Questions:
1. In the South Sudan hunger text, rewrite the part that opens with the words containing "Almost two million" and closes with "with this situation.", substituting "continuing" for "ongoing".
2. List every cause of food scarcity in South Sudan that the South Sudan hunger text names.

Reading passage:
☆ ☆ ☆ ☆ ☆ ☆ ☆
In addition to offer basic early childhood education in Huffra IDP camp, JRS also provides porridge each morning to students. This is the only meal most will eat all day. (Angela Wells/Jesuit Refugee Service).
Almost two million people in South Sudan are on the brink of starvation. Famine was declared in the country in February of this year, and although the crisis has now passed, the situation has once again become critical as millions of people endure persistent hunger.
We urgently need your help to provide food, clean water and support to malnourished and distressed people who are victims of the ongoing conflict in one of the poorest countries in the world.
Food scarcity in South Sudan is caused by the ongoing instability and fallout from the ongoing civil clashes, a situation that has been made more urgent by last year’s drought. People in affected areas, especially women and children, urgently need nutritional supplies, access to clean water, and the mental and emotional support to cope with this situation.
☆ ☆ ☆ ☆ ☆ ☆ ☆
Provided material:
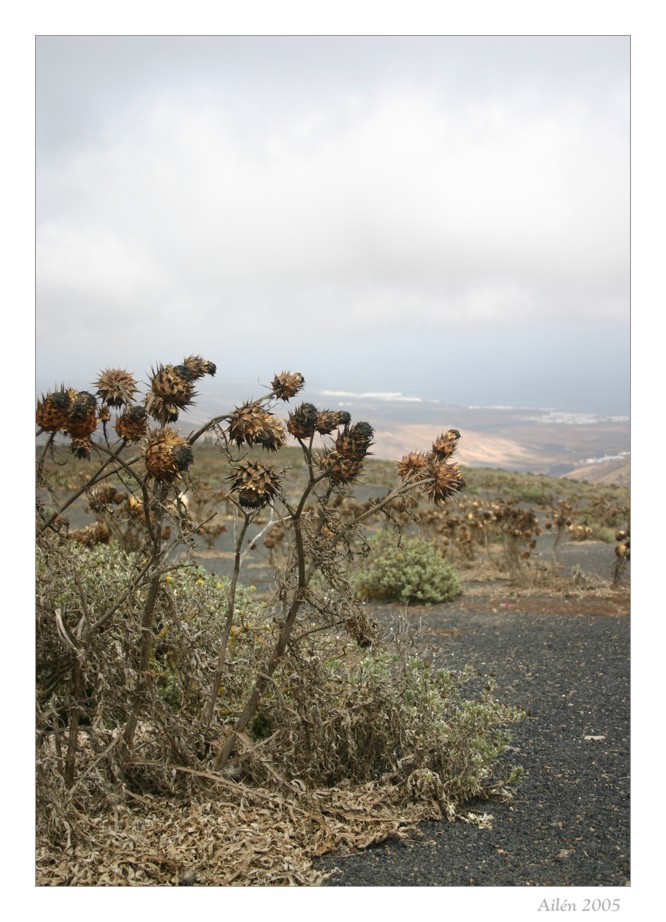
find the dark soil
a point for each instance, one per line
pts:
(569, 822)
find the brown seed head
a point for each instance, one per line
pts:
(302, 421)
(255, 484)
(287, 384)
(116, 387)
(199, 367)
(166, 454)
(412, 464)
(172, 386)
(53, 409)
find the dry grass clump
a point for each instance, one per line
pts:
(188, 732)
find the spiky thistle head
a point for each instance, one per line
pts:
(329, 420)
(173, 385)
(116, 387)
(198, 367)
(302, 421)
(287, 384)
(53, 409)
(412, 464)
(166, 454)
(161, 410)
(81, 419)
(355, 441)
(442, 480)
(255, 484)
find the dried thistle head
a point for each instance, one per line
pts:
(353, 443)
(53, 409)
(252, 424)
(444, 446)
(412, 464)
(173, 385)
(287, 384)
(442, 481)
(166, 454)
(302, 421)
(329, 420)
(81, 419)
(116, 387)
(198, 367)
(255, 484)
(160, 409)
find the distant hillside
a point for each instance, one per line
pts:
(615, 471)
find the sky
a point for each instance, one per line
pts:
(444, 217)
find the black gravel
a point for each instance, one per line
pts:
(569, 823)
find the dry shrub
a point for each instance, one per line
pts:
(188, 732)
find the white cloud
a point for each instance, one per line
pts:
(379, 202)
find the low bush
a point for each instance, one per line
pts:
(411, 569)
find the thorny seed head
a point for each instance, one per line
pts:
(166, 454)
(442, 481)
(302, 421)
(287, 384)
(169, 384)
(53, 409)
(116, 387)
(199, 367)
(255, 484)
(444, 446)
(412, 464)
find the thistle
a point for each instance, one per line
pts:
(255, 484)
(444, 446)
(354, 442)
(166, 454)
(173, 385)
(53, 409)
(328, 420)
(116, 387)
(198, 367)
(81, 419)
(412, 464)
(287, 384)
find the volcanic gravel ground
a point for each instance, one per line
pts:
(569, 822)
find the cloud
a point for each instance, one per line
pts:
(434, 196)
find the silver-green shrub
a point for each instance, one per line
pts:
(407, 570)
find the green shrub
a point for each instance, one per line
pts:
(409, 570)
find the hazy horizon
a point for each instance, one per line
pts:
(447, 217)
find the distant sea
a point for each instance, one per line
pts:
(520, 438)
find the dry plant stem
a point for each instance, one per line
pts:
(305, 574)
(231, 607)
(74, 713)
(264, 678)
(114, 456)
(147, 622)
(42, 457)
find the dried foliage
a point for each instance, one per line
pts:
(191, 733)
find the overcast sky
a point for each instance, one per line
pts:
(440, 216)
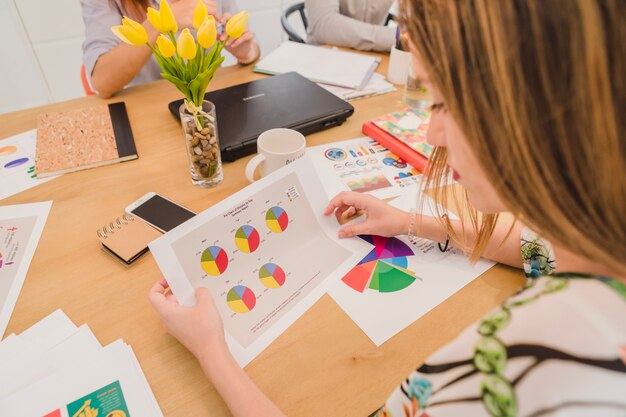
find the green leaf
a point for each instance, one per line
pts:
(180, 84)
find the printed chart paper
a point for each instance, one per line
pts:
(266, 254)
(401, 280)
(17, 164)
(20, 230)
(362, 165)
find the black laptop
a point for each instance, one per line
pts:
(288, 100)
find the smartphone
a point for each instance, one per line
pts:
(159, 212)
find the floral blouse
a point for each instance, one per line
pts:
(556, 348)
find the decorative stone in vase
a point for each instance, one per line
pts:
(202, 143)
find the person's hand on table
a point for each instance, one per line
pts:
(199, 328)
(244, 48)
(380, 218)
(183, 11)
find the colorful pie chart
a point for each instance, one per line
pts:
(241, 299)
(214, 260)
(384, 268)
(277, 219)
(272, 275)
(247, 239)
(7, 150)
(16, 163)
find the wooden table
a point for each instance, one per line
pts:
(322, 365)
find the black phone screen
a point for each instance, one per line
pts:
(162, 213)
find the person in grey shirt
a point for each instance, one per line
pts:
(357, 24)
(111, 64)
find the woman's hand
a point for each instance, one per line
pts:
(199, 328)
(183, 11)
(380, 218)
(244, 48)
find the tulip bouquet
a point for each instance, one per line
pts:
(190, 66)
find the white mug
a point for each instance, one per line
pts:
(276, 148)
(398, 69)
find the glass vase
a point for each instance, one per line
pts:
(202, 143)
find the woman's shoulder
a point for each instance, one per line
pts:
(559, 340)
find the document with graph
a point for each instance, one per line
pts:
(266, 253)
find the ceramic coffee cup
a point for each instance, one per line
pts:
(276, 148)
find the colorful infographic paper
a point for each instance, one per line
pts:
(17, 164)
(362, 165)
(266, 254)
(20, 230)
(401, 280)
(409, 126)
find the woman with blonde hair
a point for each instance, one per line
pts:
(530, 98)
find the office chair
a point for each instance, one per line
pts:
(284, 20)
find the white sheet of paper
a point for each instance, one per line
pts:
(381, 314)
(319, 64)
(20, 229)
(113, 363)
(17, 164)
(362, 165)
(259, 293)
(377, 85)
(27, 369)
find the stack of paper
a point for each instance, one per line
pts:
(322, 65)
(55, 369)
(376, 86)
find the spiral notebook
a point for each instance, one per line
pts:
(126, 238)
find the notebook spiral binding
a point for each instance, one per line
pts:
(115, 225)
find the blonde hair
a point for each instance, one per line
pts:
(538, 87)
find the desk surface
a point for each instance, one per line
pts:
(323, 364)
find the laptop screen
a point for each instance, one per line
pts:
(288, 100)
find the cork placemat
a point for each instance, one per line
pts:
(75, 138)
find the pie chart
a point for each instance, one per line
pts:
(272, 275)
(16, 163)
(214, 260)
(247, 239)
(277, 219)
(384, 268)
(241, 299)
(7, 150)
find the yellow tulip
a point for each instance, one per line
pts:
(131, 32)
(186, 45)
(167, 17)
(207, 33)
(154, 17)
(166, 47)
(199, 14)
(236, 25)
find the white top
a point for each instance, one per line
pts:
(100, 15)
(354, 24)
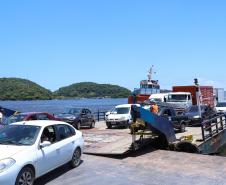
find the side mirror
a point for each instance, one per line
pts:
(45, 144)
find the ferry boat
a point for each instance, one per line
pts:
(147, 88)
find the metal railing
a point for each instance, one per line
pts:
(213, 126)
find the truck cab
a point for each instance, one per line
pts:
(180, 98)
(159, 97)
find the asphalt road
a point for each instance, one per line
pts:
(146, 168)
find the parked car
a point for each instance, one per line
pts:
(194, 117)
(78, 117)
(26, 116)
(120, 116)
(30, 149)
(221, 107)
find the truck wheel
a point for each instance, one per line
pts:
(186, 146)
(182, 127)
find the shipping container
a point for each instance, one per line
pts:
(207, 96)
(219, 93)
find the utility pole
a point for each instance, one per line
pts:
(198, 94)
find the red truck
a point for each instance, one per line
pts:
(207, 97)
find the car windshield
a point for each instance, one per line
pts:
(15, 118)
(194, 108)
(177, 98)
(19, 134)
(222, 104)
(122, 110)
(72, 111)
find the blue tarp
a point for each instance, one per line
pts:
(159, 123)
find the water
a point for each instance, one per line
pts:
(58, 106)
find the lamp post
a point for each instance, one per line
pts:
(198, 96)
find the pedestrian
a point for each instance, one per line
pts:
(1, 115)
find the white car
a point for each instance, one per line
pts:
(30, 149)
(120, 116)
(221, 107)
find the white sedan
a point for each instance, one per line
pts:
(221, 107)
(30, 149)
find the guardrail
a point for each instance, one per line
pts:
(99, 115)
(213, 126)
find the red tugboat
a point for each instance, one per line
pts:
(147, 87)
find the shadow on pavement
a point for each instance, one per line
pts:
(54, 174)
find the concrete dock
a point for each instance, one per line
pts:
(148, 168)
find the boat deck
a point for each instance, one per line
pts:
(101, 140)
(117, 141)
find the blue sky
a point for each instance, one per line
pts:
(57, 43)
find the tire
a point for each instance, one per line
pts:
(25, 177)
(182, 127)
(76, 158)
(186, 146)
(78, 125)
(92, 125)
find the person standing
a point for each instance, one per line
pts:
(154, 108)
(1, 115)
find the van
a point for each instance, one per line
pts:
(120, 116)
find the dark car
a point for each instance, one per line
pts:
(78, 117)
(194, 117)
(26, 116)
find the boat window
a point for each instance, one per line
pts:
(221, 104)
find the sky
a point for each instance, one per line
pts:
(56, 43)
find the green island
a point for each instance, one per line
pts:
(22, 89)
(92, 90)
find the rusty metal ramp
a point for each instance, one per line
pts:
(103, 141)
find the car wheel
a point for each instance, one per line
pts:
(78, 126)
(25, 177)
(76, 158)
(182, 127)
(92, 124)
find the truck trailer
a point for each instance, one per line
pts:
(207, 96)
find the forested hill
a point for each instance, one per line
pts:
(21, 89)
(91, 90)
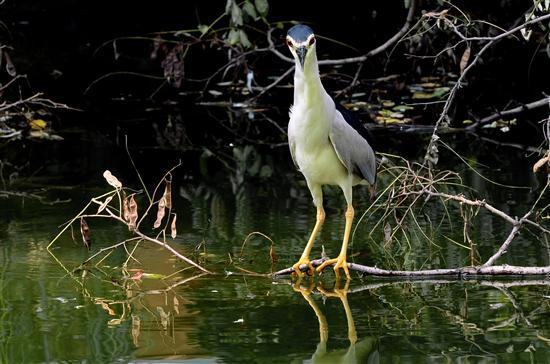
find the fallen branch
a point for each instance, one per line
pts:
(462, 272)
(459, 83)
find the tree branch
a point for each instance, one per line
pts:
(517, 110)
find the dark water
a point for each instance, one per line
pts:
(49, 315)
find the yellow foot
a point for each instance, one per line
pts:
(299, 272)
(339, 263)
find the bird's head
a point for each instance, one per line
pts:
(301, 42)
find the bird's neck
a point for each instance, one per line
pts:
(307, 83)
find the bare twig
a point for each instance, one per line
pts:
(530, 106)
(459, 83)
(381, 48)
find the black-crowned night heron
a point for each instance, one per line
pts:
(327, 146)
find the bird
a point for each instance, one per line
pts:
(327, 145)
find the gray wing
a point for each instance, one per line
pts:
(353, 149)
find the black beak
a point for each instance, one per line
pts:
(301, 52)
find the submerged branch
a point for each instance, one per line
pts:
(462, 272)
(517, 110)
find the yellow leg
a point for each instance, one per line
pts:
(342, 294)
(341, 261)
(304, 259)
(306, 293)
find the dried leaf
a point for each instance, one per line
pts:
(85, 232)
(160, 212)
(106, 307)
(112, 180)
(38, 124)
(387, 234)
(273, 255)
(137, 275)
(168, 194)
(464, 60)
(132, 213)
(105, 203)
(10, 68)
(540, 163)
(262, 6)
(173, 229)
(136, 328)
(125, 210)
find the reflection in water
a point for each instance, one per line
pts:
(364, 351)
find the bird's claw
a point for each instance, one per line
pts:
(297, 271)
(339, 263)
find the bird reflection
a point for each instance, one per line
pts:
(363, 351)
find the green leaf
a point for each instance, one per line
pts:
(266, 171)
(228, 6)
(203, 29)
(262, 6)
(233, 36)
(244, 39)
(250, 10)
(236, 15)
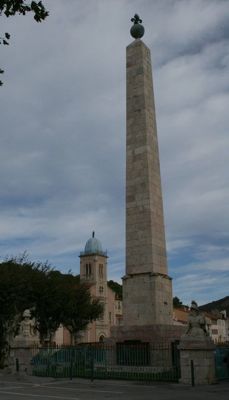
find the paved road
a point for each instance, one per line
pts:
(31, 388)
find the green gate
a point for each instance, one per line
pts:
(129, 361)
(222, 362)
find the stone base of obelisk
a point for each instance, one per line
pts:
(152, 334)
(197, 361)
(147, 299)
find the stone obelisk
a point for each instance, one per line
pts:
(147, 288)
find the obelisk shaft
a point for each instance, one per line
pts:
(145, 237)
(147, 289)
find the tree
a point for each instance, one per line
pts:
(10, 8)
(79, 309)
(52, 297)
(14, 299)
(177, 302)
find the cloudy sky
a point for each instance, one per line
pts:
(62, 135)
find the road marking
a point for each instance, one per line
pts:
(44, 396)
(94, 390)
(11, 387)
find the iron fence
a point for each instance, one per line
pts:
(222, 362)
(143, 362)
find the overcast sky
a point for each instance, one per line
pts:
(62, 135)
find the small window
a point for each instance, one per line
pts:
(101, 270)
(88, 269)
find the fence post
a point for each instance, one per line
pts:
(71, 364)
(17, 365)
(92, 365)
(192, 373)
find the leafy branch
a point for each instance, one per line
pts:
(10, 8)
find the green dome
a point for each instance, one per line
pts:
(93, 246)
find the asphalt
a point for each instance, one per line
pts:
(16, 387)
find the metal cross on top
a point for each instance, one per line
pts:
(136, 19)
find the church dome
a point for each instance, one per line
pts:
(93, 246)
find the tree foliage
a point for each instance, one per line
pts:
(10, 8)
(52, 297)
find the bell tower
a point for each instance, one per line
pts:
(93, 270)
☆ ☆ ☆ ☆ ☆ ☆ ☆
List of answers:
1.
Almost two million people in South Sudan are on the brink of starvation. Famine was declared in the country in February of this year, and although the crisis has now passed, the situation has once again become critical as millions of people endure persistent hunger.
We urgently need your help to provide food, clean water and support to malnourished and distressed people who are victims of the continuing conflict in one of the poorest countries in the world.
Food scarcity in South Sudan is caused by the continuing instability and fallout from the continuing civil clashes, a situation that has been made more urgent by last year’s drought. People in affected areas, especially women and children, urgently need nutritional supplies, access to clean water, and the mental and emotional support to cope with this situation.

2.
- Ongoing instability
- Fallout from the ongoing civil clashes
- Last year's drought